Return all the records, each one exactly as given.

========================

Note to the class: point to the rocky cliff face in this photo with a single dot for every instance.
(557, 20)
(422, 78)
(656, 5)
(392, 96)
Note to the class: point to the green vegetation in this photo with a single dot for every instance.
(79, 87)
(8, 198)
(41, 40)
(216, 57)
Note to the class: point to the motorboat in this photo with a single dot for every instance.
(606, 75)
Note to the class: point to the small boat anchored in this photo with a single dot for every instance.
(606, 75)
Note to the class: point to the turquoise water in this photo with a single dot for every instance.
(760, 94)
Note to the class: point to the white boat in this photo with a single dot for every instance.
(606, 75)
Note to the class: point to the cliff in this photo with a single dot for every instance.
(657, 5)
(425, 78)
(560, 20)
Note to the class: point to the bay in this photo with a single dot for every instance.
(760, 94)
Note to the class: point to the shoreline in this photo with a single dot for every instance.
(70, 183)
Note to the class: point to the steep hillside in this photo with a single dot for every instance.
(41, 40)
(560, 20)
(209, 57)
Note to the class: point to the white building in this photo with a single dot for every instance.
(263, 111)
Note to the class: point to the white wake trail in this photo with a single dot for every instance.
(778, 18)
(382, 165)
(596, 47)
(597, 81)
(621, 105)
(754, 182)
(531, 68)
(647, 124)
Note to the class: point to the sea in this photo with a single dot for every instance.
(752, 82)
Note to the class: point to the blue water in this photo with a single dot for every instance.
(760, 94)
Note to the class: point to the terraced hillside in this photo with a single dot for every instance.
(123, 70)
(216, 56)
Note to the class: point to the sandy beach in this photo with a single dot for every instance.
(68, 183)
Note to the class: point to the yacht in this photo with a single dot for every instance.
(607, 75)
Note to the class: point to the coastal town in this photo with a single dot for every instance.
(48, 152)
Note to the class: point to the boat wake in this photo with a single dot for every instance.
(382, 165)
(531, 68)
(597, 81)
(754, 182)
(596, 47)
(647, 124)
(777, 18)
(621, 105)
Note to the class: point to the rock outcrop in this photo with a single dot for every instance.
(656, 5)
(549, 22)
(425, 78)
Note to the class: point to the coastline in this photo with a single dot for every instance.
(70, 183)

========================

**Output for this task**
Note to the class: point to the rocky cliff face in this photo with a single dot for every instance.
(557, 20)
(422, 78)
(656, 5)
(392, 96)
Note to the class: point to the green vegetation in this photo with a single dot for every instance.
(79, 87)
(8, 198)
(41, 40)
(216, 57)
Note to the class: point to the motorboat in this photo with a single dot for every instance.
(606, 75)
Note to the class: point to the small boat anchored in this photo with a single dot for every instance.
(606, 75)
Note to the class: point to the turquoise water in this photo with a single dot for every instance.
(760, 94)
Note to the class: point to the white boat in this photo with a single dot for every instance.
(606, 75)
Note to the class: point to the cliff in this photo with a single dot for every instance.
(657, 5)
(425, 78)
(560, 20)
Note to the class: point to the bay in this photo with a single dot for every instance.
(760, 94)
Note to the class: point to the shoreline in this photo with a single dot for every instance.
(70, 183)
Note to the class: point to the steep hillside in this photo with a single dot for every instance.
(41, 40)
(560, 20)
(209, 57)
Note to the class: point to the white building in this photo with a single dot for every instance.
(263, 111)
Note to the class: point to the white wake trail in this photo with a single dot for every instance.
(778, 18)
(382, 165)
(596, 47)
(597, 81)
(621, 105)
(754, 182)
(531, 68)
(647, 124)
Note to the class: point to the sea in this photo with a single dot for every instance.
(752, 82)
Note to the class: point to the blue water in this photo with a single dot for every instance.
(760, 94)
Note to the class: point to the terraced hillside in this photo with a single dot for every instance.
(123, 70)
(216, 56)
Note to the class: point to the sandy beach in this photo with a single dot for every instance.
(68, 183)
Note to the class: point to the yacht in this photo with a single dot for every instance.
(607, 75)
Note to the class: point to the coastal town in this photo with a single dot for every instance.
(48, 152)
Note to the class: point to the boat wake in this photo with a single dot for every instance.
(382, 165)
(531, 68)
(597, 81)
(754, 182)
(596, 47)
(647, 124)
(777, 18)
(621, 105)
Note to the class: point to the rock outcrop in this photo with a single dot for every instance.
(656, 5)
(549, 22)
(425, 78)
Note to the class: point to the coastline in this photo with a single dot for every instance.
(70, 183)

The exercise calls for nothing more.